_Directions for this task:_ Edit all of these items so that every "even-odd rule" becomes "nonzero winding rule", changing nothing else, and leave the pictures out of your version.

_Input records:_
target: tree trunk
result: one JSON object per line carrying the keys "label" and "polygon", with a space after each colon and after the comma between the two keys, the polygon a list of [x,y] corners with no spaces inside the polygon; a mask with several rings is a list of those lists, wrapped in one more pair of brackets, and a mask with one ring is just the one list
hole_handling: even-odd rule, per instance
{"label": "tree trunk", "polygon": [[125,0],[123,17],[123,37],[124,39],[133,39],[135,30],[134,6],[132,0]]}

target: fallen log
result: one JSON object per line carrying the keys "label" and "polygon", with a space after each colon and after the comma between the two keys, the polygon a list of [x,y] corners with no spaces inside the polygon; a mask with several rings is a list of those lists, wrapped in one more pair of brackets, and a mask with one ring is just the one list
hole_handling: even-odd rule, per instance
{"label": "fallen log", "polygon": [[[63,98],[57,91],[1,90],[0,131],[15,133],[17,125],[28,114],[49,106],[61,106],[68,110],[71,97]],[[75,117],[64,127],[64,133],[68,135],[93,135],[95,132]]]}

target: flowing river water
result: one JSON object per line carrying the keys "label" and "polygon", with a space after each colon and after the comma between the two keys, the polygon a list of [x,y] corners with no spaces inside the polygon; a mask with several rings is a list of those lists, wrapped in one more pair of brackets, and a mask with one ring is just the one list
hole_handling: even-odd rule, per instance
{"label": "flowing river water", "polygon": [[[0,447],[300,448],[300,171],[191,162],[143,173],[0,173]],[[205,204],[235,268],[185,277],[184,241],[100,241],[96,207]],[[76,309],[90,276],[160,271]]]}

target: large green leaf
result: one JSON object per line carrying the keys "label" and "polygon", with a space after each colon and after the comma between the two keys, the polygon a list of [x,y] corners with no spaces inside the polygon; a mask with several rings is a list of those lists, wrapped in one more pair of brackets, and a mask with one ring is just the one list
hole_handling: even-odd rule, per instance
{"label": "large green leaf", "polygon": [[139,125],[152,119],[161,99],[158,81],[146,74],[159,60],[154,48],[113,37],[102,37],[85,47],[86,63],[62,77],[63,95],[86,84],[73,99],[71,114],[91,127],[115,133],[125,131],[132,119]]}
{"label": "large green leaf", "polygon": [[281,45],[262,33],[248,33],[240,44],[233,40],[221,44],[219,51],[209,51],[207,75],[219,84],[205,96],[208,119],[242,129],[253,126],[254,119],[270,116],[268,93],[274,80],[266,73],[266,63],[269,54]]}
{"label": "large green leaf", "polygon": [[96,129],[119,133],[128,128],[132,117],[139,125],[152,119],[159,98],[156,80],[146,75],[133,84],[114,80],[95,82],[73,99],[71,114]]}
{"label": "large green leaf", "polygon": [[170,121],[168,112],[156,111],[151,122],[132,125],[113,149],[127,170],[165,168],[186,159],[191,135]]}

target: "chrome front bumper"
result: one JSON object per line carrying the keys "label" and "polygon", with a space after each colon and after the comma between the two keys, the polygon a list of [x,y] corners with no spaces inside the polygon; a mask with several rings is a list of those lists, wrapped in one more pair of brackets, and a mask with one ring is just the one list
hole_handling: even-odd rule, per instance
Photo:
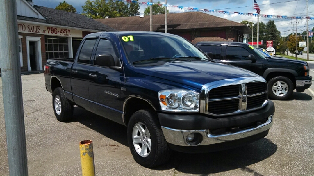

_Answer to this problem:_
target: tree trunk
result: one JSON object per line carrying the keys "label" and "polygon", with a space after each colon and after the comma between the two keys, the polygon a list of [x,y] corners with no spaces inside the polygon; a mask with several rings is a list of those lists, wrapped in one more pair of brackets, and a mask with one ring is just the one list
hole_handling: nonzero winding rule, per instance
{"label": "tree trunk", "polygon": [[125,0],[123,17],[123,37],[124,39],[133,39],[135,30],[134,6],[132,0]]}

target: fallen log
result: one JSON object per line carrying the keys "label" and "polygon", with a space after each colon and after the comma between the two keys, the polygon a list of [x,y] corners with no spaces inside the polygon; a mask with several rings is a list of those lists, wrapped in one more pair of brackets, and a mask with one ring is just the one list
hole_handling: nonzero winding rule, per instance
{"label": "fallen log", "polygon": [[[63,98],[57,91],[1,90],[0,131],[15,133],[17,125],[28,114],[49,106],[61,106],[68,110],[71,97]],[[75,117],[64,127],[64,133],[68,135],[93,135],[95,132]]]}

target: flowing river water
result: one JSON object per line carrying the keys "label" and "polygon", with a space after each colon and after the comma between the two keys, the polygon a list of [x,y] corners with no spaces inside the polygon; a mask with several rings is a list of those lists, wrapped in one more pair of brackets, and a mask with one ring is just the one list
hole_handling: nonzero winding rule, per instance
{"label": "flowing river water", "polygon": [[[0,447],[300,448],[300,171],[191,162],[143,173],[0,173]],[[205,204],[235,268],[185,277],[184,241],[100,241],[96,207]],[[76,309],[90,276],[160,271]]]}

target: large green leaf
result: one JSON object per line carrying the keys "label" and "polygon", with a space after each colon and after the comma between the two keys, the polygon a list of [x,y] corners with no spaces inside the polygon; a mask with several rings is a list of those lists, wrapped in one more pair of brackets, and a mask with one ring is just the one list
hole_handling: nonzero winding rule, per instance
{"label": "large green leaf", "polygon": [[139,125],[152,119],[161,99],[158,81],[146,74],[159,60],[154,48],[113,37],[102,37],[85,47],[86,63],[62,77],[63,95],[86,84],[73,99],[71,114],[91,127],[115,133],[125,131],[132,119]]}
{"label": "large green leaf", "polygon": [[281,45],[262,33],[248,33],[240,44],[233,40],[221,44],[219,51],[209,51],[207,75],[219,84],[205,96],[208,119],[242,129],[253,126],[254,119],[270,116],[268,93],[274,80],[266,73],[266,63],[269,54]]}
{"label": "large green leaf", "polygon": [[96,129],[119,133],[128,128],[132,117],[139,125],[152,119],[159,98],[156,80],[146,75],[133,84],[114,80],[95,82],[73,99],[71,114]]}
{"label": "large green leaf", "polygon": [[170,121],[168,112],[156,111],[151,122],[132,125],[113,149],[127,170],[165,168],[186,159],[191,135]]}

target: "chrome front bumper"
result: one JSON object per line carrying the keys "label" and "polygon", with a space after each colon and after the comma between the two keys, the polygon a list of [x,y] corners with no spaces inside the polygon; a mask with several rings is a list of those lists, wrapped in one more pair of brackets, and a mask with one ring is just the one list
hole_handling: nonzero winding rule, per instance
Photo:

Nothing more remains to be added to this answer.